◆ Requirements
Could you reproduce every line from the one containing "of the yellow" up to and including the last line of the records, requests included, with each coordinate in the answers scaled by 0.5 and rounded to a whole number, halves going up? Leave the pictures out.

◆ Data for this task
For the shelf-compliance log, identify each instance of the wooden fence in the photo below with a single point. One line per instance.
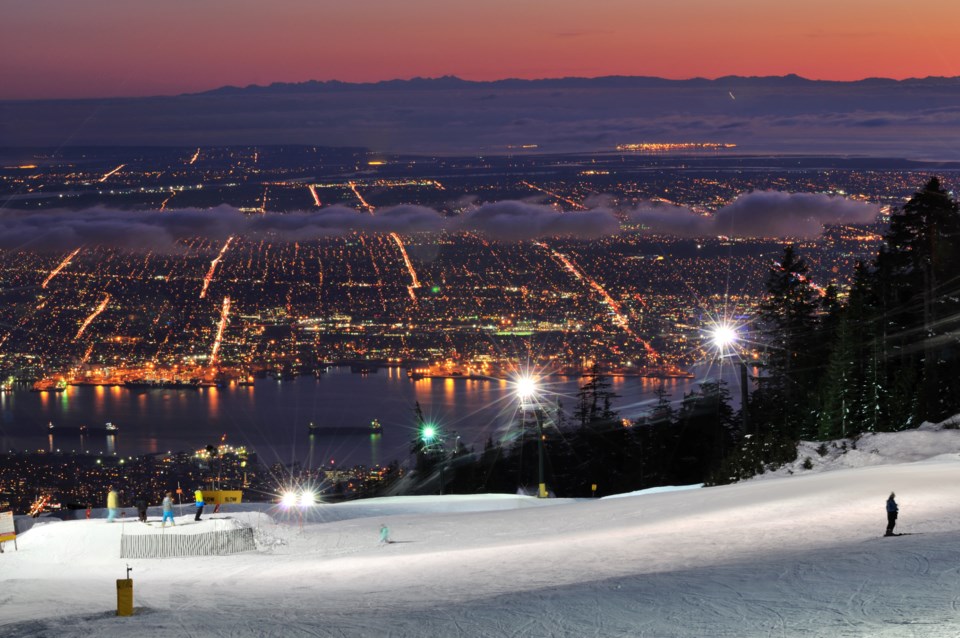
(161, 545)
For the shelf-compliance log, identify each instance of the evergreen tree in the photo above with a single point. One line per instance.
(788, 321)
(917, 283)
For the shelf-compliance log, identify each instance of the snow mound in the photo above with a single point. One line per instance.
(928, 441)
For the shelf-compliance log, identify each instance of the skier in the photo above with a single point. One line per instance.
(141, 505)
(198, 497)
(168, 510)
(891, 514)
(113, 500)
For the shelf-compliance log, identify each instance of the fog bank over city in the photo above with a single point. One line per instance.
(768, 214)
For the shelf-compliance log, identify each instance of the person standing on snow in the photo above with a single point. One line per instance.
(113, 501)
(168, 510)
(198, 498)
(141, 505)
(892, 510)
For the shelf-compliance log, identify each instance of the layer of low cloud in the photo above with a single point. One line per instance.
(755, 214)
(60, 230)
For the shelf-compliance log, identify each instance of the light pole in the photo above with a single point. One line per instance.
(527, 389)
(430, 437)
(725, 340)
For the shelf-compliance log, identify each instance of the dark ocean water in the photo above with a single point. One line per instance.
(272, 417)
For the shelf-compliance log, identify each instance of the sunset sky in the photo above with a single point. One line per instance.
(99, 48)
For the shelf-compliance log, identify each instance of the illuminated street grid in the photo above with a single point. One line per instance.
(456, 301)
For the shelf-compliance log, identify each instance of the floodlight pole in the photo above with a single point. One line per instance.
(542, 493)
(744, 397)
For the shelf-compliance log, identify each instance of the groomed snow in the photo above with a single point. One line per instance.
(792, 555)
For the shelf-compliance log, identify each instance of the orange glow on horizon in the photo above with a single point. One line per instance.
(816, 39)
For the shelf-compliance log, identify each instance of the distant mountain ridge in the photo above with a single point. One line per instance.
(917, 118)
(447, 82)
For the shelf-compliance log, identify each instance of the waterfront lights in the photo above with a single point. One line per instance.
(526, 388)
(428, 433)
(723, 336)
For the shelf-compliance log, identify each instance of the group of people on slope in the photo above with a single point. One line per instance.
(113, 506)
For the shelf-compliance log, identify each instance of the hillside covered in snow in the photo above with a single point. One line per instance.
(798, 552)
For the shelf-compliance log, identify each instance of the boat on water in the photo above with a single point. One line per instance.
(162, 384)
(374, 428)
(49, 385)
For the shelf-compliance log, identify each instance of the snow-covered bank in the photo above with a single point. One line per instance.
(796, 556)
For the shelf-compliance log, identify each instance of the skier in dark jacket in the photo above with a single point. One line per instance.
(141, 505)
(891, 514)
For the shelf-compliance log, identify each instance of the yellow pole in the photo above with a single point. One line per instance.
(124, 596)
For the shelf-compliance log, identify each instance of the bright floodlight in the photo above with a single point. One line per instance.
(526, 387)
(723, 336)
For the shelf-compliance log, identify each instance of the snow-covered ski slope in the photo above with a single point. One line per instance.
(795, 555)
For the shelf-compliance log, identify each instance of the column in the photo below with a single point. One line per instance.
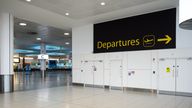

◆ Response
For the shelf-compliance log, identify each instance of the yellow pole in the photo above with a single point. One line per instance.
(62, 298)
For the shelf-compliance log, identify each instance of the bright floodlight in the photo above with a single point. One line per instance.
(263, 194)
(362, 168)
For the shelf-compliance log, identify each instance of the snow-covered ski slope in the photo above with a single point. One line per instance.
(398, 278)
For the shelf-compliance log, identify each instance of the column in the photo below with a single point. One line per instance.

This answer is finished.